◆ PROBLEM STATEMENT
Copy everything from the line containing "Point out each brown" down to the line containing "[[0, 313, 563, 622]]", substituting "spare tire" for "black rubber tire" and leaving all else unchanged.

◆ Items in a dataset
━━━━━━━━━━━━━━━━
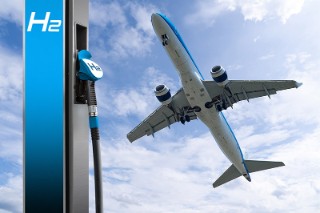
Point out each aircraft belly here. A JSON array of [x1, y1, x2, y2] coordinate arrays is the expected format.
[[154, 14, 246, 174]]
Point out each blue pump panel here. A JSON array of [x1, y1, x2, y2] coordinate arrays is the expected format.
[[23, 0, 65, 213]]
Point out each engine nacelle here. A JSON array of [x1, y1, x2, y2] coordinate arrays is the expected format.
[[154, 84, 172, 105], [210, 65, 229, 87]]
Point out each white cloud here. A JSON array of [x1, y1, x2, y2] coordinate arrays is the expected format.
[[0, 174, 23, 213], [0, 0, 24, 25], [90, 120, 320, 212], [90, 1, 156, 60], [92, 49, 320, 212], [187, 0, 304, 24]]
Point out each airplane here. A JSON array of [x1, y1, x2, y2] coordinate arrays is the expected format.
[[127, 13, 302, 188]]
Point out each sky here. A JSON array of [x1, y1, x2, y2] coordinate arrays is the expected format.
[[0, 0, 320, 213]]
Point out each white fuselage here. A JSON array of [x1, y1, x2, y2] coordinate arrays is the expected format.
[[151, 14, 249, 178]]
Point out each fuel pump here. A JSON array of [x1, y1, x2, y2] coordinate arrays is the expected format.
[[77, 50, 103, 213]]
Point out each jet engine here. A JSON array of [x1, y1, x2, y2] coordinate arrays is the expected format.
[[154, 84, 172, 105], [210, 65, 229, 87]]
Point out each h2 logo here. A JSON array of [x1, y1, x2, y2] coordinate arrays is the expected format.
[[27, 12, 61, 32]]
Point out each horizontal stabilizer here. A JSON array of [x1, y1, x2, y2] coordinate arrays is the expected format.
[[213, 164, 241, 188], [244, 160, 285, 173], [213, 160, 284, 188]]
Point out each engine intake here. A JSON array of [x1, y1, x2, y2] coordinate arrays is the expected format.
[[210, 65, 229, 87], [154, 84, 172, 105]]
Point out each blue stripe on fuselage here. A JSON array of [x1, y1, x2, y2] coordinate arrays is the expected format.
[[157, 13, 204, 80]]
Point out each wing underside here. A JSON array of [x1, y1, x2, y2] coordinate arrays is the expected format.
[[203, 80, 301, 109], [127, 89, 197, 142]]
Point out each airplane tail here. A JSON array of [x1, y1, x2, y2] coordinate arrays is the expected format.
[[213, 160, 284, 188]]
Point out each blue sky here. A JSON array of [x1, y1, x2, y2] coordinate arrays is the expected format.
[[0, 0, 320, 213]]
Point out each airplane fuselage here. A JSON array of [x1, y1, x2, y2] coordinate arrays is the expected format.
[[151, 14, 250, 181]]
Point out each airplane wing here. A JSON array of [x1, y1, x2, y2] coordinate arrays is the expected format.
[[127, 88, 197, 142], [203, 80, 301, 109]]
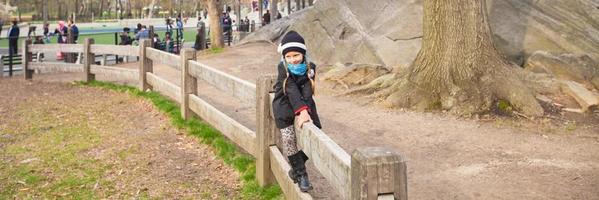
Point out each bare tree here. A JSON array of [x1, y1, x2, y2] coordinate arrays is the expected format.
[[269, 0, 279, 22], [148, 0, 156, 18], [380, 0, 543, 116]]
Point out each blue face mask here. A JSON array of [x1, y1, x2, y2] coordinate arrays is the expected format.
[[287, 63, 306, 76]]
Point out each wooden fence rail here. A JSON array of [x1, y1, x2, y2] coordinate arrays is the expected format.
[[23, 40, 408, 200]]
━━━━━━━━━━━━━━━━
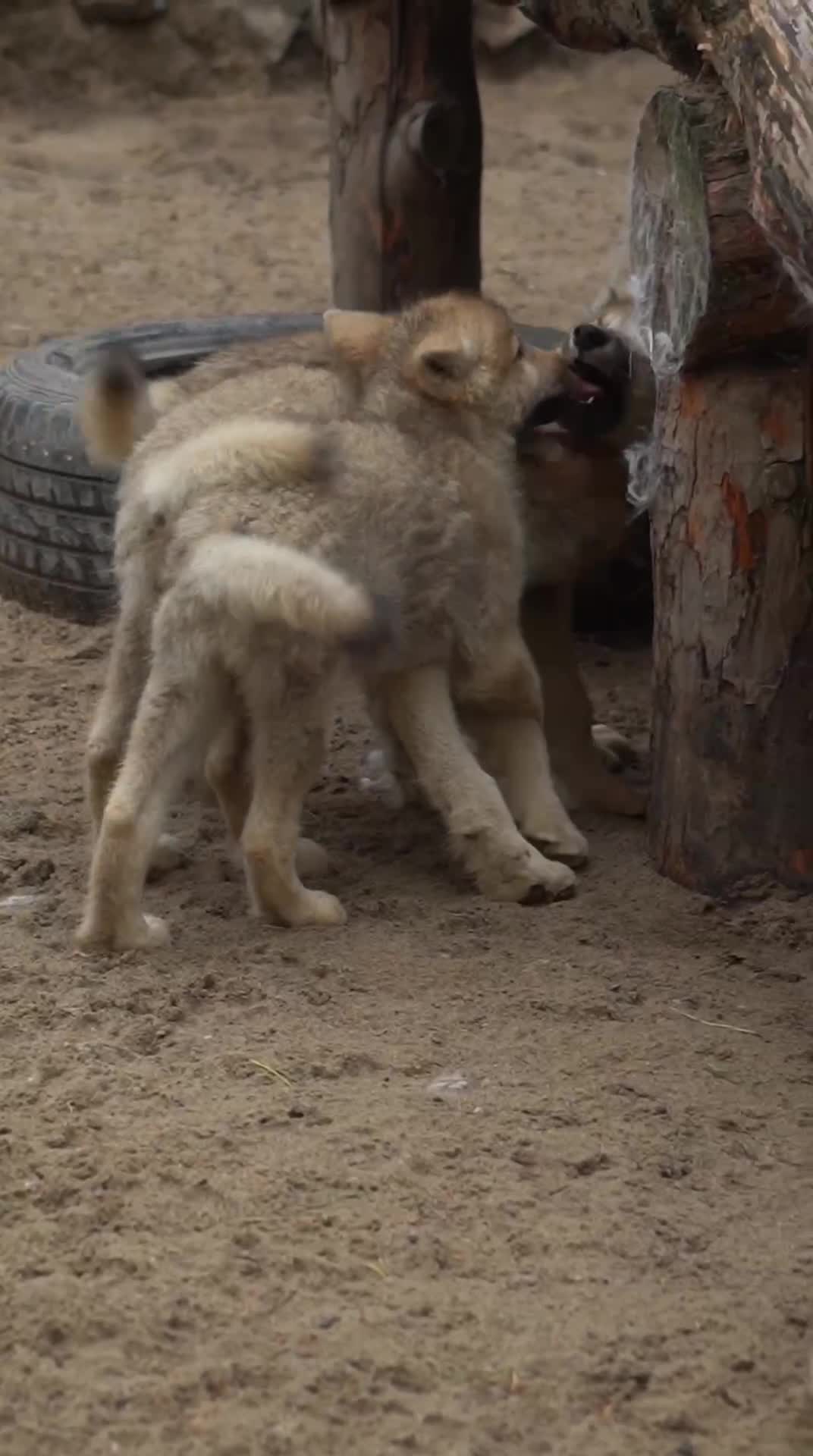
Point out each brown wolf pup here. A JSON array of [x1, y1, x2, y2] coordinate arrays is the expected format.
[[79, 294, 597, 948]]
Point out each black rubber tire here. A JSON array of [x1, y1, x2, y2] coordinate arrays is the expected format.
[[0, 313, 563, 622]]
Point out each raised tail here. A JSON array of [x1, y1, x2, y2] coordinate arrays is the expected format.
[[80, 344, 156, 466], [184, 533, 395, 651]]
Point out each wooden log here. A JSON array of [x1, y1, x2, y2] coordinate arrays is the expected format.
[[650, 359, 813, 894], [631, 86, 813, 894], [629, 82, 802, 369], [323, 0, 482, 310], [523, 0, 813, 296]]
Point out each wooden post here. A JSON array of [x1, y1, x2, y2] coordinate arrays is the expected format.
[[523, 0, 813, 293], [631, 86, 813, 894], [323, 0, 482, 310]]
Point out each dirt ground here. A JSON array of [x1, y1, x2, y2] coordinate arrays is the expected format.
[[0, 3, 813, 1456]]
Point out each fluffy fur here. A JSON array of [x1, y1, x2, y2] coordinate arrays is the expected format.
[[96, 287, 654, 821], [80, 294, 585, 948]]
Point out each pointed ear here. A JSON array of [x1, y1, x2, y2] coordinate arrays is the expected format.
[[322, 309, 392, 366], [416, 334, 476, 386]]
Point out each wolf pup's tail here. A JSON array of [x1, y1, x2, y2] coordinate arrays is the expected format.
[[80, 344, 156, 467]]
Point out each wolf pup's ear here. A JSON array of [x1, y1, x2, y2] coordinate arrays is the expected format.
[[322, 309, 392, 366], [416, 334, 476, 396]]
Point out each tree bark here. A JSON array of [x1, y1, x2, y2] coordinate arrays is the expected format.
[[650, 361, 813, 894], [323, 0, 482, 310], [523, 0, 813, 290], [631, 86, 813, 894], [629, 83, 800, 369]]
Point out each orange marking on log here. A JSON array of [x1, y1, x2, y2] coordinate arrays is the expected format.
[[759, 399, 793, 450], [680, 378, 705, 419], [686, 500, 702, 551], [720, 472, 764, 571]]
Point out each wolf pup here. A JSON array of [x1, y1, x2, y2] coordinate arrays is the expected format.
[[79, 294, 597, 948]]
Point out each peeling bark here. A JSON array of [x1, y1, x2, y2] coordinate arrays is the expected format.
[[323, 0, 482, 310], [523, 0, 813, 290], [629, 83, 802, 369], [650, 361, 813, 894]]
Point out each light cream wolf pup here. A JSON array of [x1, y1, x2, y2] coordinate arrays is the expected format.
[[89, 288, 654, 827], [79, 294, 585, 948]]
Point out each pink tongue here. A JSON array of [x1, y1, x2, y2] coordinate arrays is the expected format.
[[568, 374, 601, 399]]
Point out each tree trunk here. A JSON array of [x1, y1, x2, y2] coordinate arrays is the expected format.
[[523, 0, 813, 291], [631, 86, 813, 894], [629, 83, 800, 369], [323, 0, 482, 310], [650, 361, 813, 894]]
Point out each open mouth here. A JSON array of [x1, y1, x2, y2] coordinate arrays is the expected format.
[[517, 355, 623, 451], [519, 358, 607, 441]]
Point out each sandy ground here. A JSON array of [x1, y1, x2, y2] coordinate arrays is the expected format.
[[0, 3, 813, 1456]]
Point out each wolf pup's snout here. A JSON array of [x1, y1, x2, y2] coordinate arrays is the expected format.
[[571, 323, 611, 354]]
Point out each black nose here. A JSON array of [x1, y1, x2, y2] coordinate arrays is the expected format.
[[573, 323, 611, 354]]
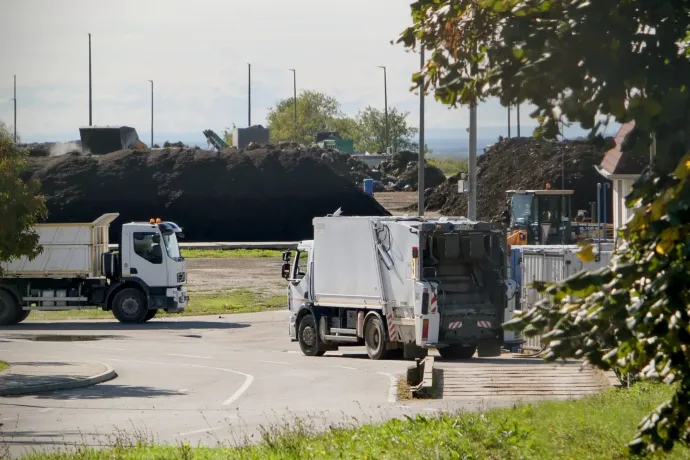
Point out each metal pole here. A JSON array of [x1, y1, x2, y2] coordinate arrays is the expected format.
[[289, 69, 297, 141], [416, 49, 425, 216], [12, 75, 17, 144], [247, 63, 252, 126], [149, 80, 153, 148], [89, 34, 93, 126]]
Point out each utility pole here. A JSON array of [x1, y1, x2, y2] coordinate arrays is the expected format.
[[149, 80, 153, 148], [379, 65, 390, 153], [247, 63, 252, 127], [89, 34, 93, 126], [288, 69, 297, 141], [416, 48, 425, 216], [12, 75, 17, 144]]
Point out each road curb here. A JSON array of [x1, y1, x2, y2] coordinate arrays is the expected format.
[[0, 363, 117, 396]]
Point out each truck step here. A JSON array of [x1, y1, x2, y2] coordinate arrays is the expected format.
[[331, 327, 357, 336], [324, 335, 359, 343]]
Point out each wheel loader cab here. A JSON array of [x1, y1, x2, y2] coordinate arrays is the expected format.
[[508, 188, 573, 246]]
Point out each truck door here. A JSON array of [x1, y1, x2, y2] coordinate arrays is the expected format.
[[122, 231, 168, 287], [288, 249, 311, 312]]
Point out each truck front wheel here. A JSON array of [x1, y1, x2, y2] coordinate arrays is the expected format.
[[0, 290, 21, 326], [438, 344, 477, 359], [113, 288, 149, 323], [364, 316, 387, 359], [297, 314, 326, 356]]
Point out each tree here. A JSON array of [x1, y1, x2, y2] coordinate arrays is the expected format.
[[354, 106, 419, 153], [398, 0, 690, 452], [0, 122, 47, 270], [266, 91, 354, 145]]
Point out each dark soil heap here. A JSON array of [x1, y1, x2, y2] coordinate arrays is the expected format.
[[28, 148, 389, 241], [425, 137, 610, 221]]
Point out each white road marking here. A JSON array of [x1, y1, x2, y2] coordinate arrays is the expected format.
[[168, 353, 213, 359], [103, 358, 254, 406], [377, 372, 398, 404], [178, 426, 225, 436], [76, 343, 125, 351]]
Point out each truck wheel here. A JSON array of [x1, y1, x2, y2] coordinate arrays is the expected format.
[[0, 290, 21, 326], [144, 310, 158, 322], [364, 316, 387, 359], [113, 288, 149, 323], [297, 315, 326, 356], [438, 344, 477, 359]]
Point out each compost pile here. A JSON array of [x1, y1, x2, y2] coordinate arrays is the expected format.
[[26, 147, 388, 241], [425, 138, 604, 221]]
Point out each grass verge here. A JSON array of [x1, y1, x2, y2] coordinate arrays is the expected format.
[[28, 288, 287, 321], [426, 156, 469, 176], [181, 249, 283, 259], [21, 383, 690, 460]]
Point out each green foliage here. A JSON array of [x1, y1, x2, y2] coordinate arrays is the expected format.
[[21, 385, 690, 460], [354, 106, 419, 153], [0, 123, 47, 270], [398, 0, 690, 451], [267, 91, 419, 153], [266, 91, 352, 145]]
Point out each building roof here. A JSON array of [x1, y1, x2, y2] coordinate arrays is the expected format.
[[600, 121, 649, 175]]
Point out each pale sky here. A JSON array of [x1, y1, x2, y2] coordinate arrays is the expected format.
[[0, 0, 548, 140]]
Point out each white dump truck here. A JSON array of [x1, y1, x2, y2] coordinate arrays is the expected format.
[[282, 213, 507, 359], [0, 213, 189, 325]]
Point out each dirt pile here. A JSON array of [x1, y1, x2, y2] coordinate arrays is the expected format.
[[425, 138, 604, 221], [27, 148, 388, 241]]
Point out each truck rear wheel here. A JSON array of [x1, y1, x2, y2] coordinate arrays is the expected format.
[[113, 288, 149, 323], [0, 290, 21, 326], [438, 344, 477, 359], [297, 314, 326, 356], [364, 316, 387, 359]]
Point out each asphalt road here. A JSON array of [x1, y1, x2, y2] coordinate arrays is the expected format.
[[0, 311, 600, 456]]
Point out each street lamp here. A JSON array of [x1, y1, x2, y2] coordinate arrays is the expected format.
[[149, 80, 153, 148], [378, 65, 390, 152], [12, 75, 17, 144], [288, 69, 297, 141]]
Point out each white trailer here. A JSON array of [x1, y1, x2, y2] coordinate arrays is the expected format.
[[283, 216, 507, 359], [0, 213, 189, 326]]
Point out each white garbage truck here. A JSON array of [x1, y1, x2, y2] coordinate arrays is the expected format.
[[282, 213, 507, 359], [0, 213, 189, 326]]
━━━━━━━━━━━━━━━━
◆ RESPONSE TO THE EXERCISE
Point out each brown wolf pup here. A JSON array of [x1, y1, x2, y2] coordinate arrays is the expected format.
[[79, 294, 597, 948]]
Point out each spare tire here. A JSON array of [x1, y1, x2, y2] coordinate arrays is the expected format.
[[0, 313, 563, 622]]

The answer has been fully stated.